◆ **APPLY WHAT YOU READ**:
1. In the burn-care passage, which silver-containing dressing does Dr. Wu say permits fewer dressing changes?
2. Decide whether each statement agrees with the burn-care passage, and quote the words that settle it:
(a) Dr. Mulder refers most of his patients with full-thickness burns to a burn unit.
(b) Dr. Wu calls bioengineered skin substitutes the gold standard for full-thickness and deep partial-thickness burns.
(c) Dr. Mulder sees a larger role for bioengineered tissue in burn patients than in chronic wound patients.
3. Continue the burn-care passage after its last line, keeping the same question-and-answer format.

◆ **PASSAGE PROVIDED**:
====

He notes patients would usually reapply the product twice a day in the in-patient burn setting and notes that one still needs to observe the wound closely.
Q: What topical wound products do you prefer in treating lower extremity burns?
A: As Dr. Mulder emphasizes, he refers most of his patients, especially those with full-thickness burns, to a burn unit. However, when treating more superficial burns, he bases the choice of topical wound product on the wound depth, its appearance and the underlying medical status of the patient. His treatments of choice include Collagenase, silver sulfadiazene and Xeroform.
As for Dr. Wu’s choice of topical wound products, she utilizes Silvadene, a triple antibiotic ointment and mafenide cream (Sulfamylon, Mylan Laboratories). She notes she has also used other silver-containing topical preparations and dressings including Acticoat, which permits fewer dressing changes.
Q: Is there any role for bioengineered skin substitutes?
A: Although bioengineered tissue has a role in treating burn wounds, Dr. Mulder says that role is usually more limited in the burn patient versus the chronic wound patient. He says one would usually debride full-thickness burns in the operating room. After achieving a healthy wound bed, Dr. Mulder says grafting is a standard procedure. Depending on the depth of the wound, he says clinicians may use additional products to assist with adequate granulation of the wound bed before placing a split-thickness skin graft. Trans-Cyte (Advanced BioHealing) and Integra (Integra Life Sciences) are helpful for this purpose, according to Dr. Mulder.
When treating full-thickness and deep partial-thickness burns, Dr. Wu notes that autologous skin grafting is the gold standard. However, she adds that practitioners may alternatively use bioengineered skin substitutes with good results. As Dr. Wu points out, research has shown bioengineered skin substitutes help heal partial-thickness wounds faster than topical preparations.
Q: What role do oral antibiotics play in the management of burns? Is there any prophylactic role? What are the most common pathogens?

====

◆ **MATERIAL PROVIDED**:

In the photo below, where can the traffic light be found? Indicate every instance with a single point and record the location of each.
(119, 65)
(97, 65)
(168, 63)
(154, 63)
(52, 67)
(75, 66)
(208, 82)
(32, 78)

====

◆ **TASK-BY-TASK OUTPUTS**:
1. Acticoat

2.
(a) Yes: "he refers most of his patients, especially those with full-thickness burns, to a burn unit"
(b) No: "autologous skin grafting is the gold standard"
(c) No: "that role is usually more limited in the burn patient versus the chronic wound patient"

3.
A: With the exception of expansive burns, Dr. Wu says prophylactic antibiotics are rarely necessary. Dr. Mulder concurs, noting that prophylaxis is not a common practice for burn wounds at his facility. Dr. Wu says regular wound care with topical antibiotics has been shown to be effective in reducing wound sepsis.
Although Pseudomonas aeruginosa is the predominant burn wound pathogen, Dr. Wu says some patients may also develop fungal infections. She notes that previous studies have noted a significant association between increasing burn size and an increasing incidence of gram-negative invasive organisms.
Dr. Mulder notes one should differentiate invasive pathogens from wound colonizing organisms via quantitative cultures. One would usually obtain such cultures following the excision of non-viable tissue in order to obtain more accurate results. Although Staph aureus and Pseudomonas are the most common bacterial isolates, clinicians may isolate other gram-positive and gram-negative organisms, according to Dr. Mulder.
Dr. Mulder is an Associate Professor of Surgery and Orthopedics at the Department of Surgery/Division of Trauma at the University of California-San Diego (UCSD). He is also the Director of the Wound Treatment and Research Center at UCSD.
Dr. Wu is the American Podiatric Medical Association/American Diabetes Association Senior Fellow at the Center for Lower Extremity Ambulatory Research (CLEAR) at the William M. Scholl College of Podiatric Medicine at Rosalind Franklin University of Medicine and Science in Chicago.
Dr. Karlock (pictured) is a Fellow of the American College of Foot and Ankle Surgeons, and practices in Austintown, Ohio. He is a member of the Editorial Advisory Board for WOUNDS, a Compendium of Clinical Research and Practice.